**EXERCISE TEXT**

= Beginning of Section =

Aracá uakari
- Conservation status: Least Concern (IUCN 3.1)

Scientific classification
- Kingdom: Animalia
- Phylum: Chordata
- Class: Mammalia
- Infraclass: Placentalia
- Order: Primates
- Family: Pitheciidae
- Genus: Cacajao
- Species: C. ayresi
- Binomial name: Cacajao ayresi Boubli et al., 2008

= Aracá uakari =

- Genus: Cacajao
- Species: ayresi
- Authority: Boubli et al., 2008
- Conservation status: LC

Species of New World monkey

The Aracá uakari (Cacajao ayresi), also known as the Ayres black uakari, is a newly described species of monkey from the northwest Brazilian Amazon. It was found by Jean-Phillipe Boubli of the University of Auckland after following native Yanomamo Indians on their hunts along the Rio Aracá, a northern tributary of the Rio Negro. It was subsequently described in 2008 together with the more westerly distributed Neblina uakari. Until then, the black-headed uakari was the only species of mainly black uakari that was recognized. Stephen F. Ferrari et al proposed treating the Aracá uakari as a subspecies of the black-headed uakari rather than as a separate species.

= End of Section =

**DATA RECORDS**
= Beginning of Section =

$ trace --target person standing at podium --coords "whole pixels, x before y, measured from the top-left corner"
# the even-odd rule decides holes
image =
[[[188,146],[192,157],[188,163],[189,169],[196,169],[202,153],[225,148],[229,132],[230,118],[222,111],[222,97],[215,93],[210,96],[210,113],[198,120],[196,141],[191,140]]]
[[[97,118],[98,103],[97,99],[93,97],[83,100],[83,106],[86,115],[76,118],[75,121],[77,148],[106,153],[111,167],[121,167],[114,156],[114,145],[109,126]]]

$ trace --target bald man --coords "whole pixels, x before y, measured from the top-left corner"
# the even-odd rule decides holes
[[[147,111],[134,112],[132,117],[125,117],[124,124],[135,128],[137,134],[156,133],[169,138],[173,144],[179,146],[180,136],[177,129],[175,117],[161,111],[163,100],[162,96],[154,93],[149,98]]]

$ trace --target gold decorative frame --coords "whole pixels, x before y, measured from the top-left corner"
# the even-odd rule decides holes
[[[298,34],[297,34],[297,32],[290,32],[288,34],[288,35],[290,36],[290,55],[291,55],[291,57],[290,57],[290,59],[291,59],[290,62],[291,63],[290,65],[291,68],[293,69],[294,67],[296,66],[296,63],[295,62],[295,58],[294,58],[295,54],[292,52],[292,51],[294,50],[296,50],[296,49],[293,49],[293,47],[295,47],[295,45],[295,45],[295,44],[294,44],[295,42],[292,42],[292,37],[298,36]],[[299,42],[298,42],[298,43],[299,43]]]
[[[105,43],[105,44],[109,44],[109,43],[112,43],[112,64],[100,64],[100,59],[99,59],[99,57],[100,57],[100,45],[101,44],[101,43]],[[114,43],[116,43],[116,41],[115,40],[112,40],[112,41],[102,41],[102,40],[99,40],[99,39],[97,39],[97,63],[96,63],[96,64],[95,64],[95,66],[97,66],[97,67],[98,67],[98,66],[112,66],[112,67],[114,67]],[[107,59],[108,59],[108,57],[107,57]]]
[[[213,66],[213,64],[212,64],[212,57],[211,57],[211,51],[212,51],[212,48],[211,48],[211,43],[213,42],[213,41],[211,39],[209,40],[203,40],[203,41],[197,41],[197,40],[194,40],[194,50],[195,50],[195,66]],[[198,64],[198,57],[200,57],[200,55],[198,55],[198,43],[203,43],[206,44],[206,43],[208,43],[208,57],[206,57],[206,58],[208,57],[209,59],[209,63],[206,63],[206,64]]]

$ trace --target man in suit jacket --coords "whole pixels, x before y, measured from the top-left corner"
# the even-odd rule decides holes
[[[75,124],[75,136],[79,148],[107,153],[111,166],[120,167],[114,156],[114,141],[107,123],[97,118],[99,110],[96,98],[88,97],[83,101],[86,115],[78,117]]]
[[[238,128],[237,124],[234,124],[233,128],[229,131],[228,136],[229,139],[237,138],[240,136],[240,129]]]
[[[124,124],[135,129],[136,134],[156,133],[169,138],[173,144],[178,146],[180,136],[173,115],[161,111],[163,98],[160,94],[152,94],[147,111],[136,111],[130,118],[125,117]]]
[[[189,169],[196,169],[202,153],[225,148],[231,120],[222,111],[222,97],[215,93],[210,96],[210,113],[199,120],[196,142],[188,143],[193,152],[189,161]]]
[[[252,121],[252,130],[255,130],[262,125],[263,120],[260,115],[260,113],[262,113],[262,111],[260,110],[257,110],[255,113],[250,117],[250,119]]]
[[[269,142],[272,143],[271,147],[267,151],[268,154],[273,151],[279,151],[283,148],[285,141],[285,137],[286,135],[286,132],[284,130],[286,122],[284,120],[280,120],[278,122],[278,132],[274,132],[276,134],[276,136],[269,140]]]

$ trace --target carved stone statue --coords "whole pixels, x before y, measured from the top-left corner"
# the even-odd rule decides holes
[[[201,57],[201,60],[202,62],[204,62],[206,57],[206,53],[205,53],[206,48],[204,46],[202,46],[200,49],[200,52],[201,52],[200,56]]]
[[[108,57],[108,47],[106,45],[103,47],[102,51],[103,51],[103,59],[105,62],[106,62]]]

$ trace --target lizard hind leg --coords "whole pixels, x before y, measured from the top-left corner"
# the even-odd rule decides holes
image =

= End of Section =

**LIST OF TASKS**
[a] In the Aracá uakari text, list every taxonomic rank under "Scientific classification" together with the name given for it.
[b] Write out the passage of the Aracá uakari text from "Species of New" up to and including "a separate species.".

**SOLUTIONS TO THE PROBLEMS**
[a]
Kingdom: Animalia
Phylum: Chordata
Class: Mammalia
Infraclass: Placentalia
Order: Primates
Family: Pitheciidae
Genus: Cacajao
Species: C. ayresi

[b]
Species of New World monkey

The Aracá uakari (Cacajao ayresi), also known as the Ayres black uakari, is a newly described species of monkey from the northwest Brazilian Amazon. It was found by Jean-Phillipe Boubli of the University of Auckland after following native Yanomamo Indians on their hunts along the Rio Aracá, a northern tributary of the Rio Negro. It was subsequently described in 2008 together with the more westerly distributed Neblina uakari. Until then, the black-headed uakari was the only species of mainly black uakari that was recognized. Stephen F. Ferrari et al proposed treating the Aracá uakari as a subspecies of the black-headed uakari rather than as a separate species.